- Consignes:
1. Répondez à ces questions sur le passage présenté, une réponse par ligne, chacune marquée comme sa question :
(a) Combien de maillons compte le long haïbun du recueil ?
(b) Quelle région apparaît dans le rectangle évidé de la couverture ?
(c) Dans quel journal le commentaire a-t-il été publié ?
2. Mettez en forme de liste JSON de chaînes, une chaîne par ligne et sans les lignes vides, les lignes du listing comprises entre la ligne qui contient « of the bokeh » et celle qui contient « point(614, 119) », ces deux lignes incluses.

- Passage présenté:
◆ ◆ ◆ ◆ ◆
Fenêtre sur le large, haïbun, Hélène Bouchard, Éditions David, avril 2014
Commentaire publié dans "L'écho de l'étroit chemin", le journal de l'AFAH, juin 2014
Dans les pages de ce recueil, deux
ans de la vie d’Hélène Bouchard, au cours desquels elle se fait l’écho de l‘ordinaire, du menu et du
quotidien. Sa voix résonne en un long
haïbun composé de 74 maillons égrenant les saisons, qui se lisent aussi
séparément. Avant-propos et épilogue, tous deux également écrits sous la forme
de haïbun, éclairent, contiennent et prolongent à la fois cette tranche de vie.
Dès la couverture du recueil –
qui découvre dans un rectangle évidé la Côte-Nord du Québec – et le titre, Fenêtre sur le large, l’espace
d’écriture se définit à la fois comme paysage intérieur et déploiement vers le monde :
Ouvrir une
fenêtre, puis une autre, puis une autre.
Ainsi se révèle, entre maison
et littoral, échappées dans la nature et parenthèses citadines, territoire
familier et îles lointaines, êtres proches et étrangers indifférents ou bienveillants,
un univers à géométrie variable. Autant de flux et reflux : au cœur des
éléments, l’être tout entier, convoquant ses cinq sens, s’emplit, se désemplit…
Je me recharge à
cette source intarissable…
Face à cette
plénitude, savourer le vide qui s’opère à l’intérieur de moi.
Si parfois plane une ombre
passagère devant la fragilité de la vie, la
froidure et la grisaille des mois d’hiver ou le désagrément provoqué par un
rhume, très vite l’horizon s’éclaire à nouveau face à la blanche tranquillité d’un paysage enneigé, lors d’une escapade
festive, à la faveur d’un brusque rayon de soleil après la pluie, à la vue d’un
visage aimé :
héritage
de la grand-mère
au petit-fils
le bleu du
regard
Le haïku fonctionne ici comme
un gros plan sur un présent expansé entre passé et avenir. Il est à la fois
instantané et point d’orgue, à l’instar de la vie qui s’inscrit autant dans
l’éphémère que dans la continuité.
◆ ◆ ◆ ◆ ◆
- Listing disponible:
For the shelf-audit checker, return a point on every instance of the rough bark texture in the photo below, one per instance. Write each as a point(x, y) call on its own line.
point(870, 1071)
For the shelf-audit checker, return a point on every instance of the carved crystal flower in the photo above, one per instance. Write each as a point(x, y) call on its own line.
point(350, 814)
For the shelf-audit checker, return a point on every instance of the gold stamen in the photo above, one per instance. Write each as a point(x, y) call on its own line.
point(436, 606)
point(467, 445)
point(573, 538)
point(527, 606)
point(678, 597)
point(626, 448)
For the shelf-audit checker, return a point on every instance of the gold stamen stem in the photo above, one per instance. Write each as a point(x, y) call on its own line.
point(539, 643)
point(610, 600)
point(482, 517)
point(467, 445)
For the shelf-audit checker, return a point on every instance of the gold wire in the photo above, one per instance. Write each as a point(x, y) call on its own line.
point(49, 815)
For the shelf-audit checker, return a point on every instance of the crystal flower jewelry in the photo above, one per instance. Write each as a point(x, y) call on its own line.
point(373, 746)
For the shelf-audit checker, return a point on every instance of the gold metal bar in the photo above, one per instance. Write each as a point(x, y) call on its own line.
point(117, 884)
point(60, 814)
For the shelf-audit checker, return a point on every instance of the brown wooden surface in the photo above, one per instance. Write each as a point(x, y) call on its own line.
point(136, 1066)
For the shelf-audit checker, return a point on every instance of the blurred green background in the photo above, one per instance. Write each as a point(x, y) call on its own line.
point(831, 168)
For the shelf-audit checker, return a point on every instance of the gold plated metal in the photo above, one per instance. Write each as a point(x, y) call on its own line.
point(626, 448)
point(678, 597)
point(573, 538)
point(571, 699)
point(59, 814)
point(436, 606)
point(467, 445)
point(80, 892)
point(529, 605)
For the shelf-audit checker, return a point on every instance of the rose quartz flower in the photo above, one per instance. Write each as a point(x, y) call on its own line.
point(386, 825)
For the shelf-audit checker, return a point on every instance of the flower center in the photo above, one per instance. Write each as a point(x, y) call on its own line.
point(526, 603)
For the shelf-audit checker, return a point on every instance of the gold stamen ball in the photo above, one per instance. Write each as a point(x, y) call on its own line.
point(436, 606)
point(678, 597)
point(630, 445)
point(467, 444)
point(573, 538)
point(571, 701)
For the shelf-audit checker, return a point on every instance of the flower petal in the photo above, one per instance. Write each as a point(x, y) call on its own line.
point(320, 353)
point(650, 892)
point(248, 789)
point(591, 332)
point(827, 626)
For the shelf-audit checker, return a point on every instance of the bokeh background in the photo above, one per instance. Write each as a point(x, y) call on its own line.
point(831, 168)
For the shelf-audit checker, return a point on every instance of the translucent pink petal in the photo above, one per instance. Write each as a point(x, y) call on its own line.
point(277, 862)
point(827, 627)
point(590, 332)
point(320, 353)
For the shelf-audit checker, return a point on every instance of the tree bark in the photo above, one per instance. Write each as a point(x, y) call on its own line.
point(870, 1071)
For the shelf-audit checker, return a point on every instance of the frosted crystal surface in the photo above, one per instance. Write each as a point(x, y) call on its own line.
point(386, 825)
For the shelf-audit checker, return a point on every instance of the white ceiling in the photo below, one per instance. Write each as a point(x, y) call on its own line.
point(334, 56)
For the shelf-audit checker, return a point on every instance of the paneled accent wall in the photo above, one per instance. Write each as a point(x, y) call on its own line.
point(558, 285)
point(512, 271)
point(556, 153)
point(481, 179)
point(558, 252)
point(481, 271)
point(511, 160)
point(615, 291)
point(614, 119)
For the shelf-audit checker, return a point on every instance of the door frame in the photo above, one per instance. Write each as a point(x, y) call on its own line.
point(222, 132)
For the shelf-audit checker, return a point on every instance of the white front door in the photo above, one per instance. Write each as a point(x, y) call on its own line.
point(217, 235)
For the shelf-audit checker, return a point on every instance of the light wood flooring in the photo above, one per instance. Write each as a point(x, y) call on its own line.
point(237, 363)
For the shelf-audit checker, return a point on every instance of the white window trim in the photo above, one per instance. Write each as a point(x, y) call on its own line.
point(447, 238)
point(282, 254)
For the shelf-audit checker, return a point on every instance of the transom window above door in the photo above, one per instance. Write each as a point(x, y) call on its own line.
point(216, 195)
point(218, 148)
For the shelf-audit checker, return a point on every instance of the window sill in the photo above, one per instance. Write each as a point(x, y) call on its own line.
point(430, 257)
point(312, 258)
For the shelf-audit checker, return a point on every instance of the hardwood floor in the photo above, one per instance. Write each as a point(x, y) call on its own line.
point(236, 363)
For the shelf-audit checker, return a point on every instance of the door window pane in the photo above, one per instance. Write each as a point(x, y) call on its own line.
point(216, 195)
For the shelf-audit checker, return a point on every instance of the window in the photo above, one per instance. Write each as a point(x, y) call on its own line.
◆ ◆ ◆ ◆ ◆
- Réponses par consigne:
1.
(a) 74 maillons.
(b) La Côte-Nord du Québec.
(c) Dans « L'écho de l'étroit chemin », le journal de l'AFAH.

2.
[
  "For the shelf-audit checker, return a point on every instance of the bokeh background in the photo above, one per instance. Write each as a point(x, y) call on its own line.",
  "point(831, 168)",
  "For the shelf-audit checker, return a point on every instance of the translucent pink petal in the photo above, one per instance. Write each as a point(x, y) call on its own line.",
  "point(277, 862)",
  "point(827, 627)",
  "point(590, 332)",
  "point(320, 353)",
  "For the shelf-audit checker, return a point on every instance of the tree bark in the photo above, one per instance. Write each as a point(x, y) call on its own line.",
  "point(870, 1071)",
  "For the shelf-audit checker, return a point on every instance of the frosted crystal surface in the photo above, one per instance. Write each as a point(x, y) call on its own line.",
  "point(386, 825)",
  "For the shelf-audit checker, return a point on every instance of the white ceiling in the photo below, one per instance. Write each as a point(x, y) call on its own line.",
  "point(334, 56)",
  "For the shelf-audit checker, return a point on every instance of the paneled accent wall in the photo above, one per instance. Write each as a point(x, y) call on its own line.",
  "point(558, 285)",
  "point(512, 271)",
  "point(556, 153)",
  "point(481, 179)",
  "point(558, 252)",
  "point(481, 271)",
  "point(511, 160)",
  "point(615, 291)",
  "point(614, 119)"
]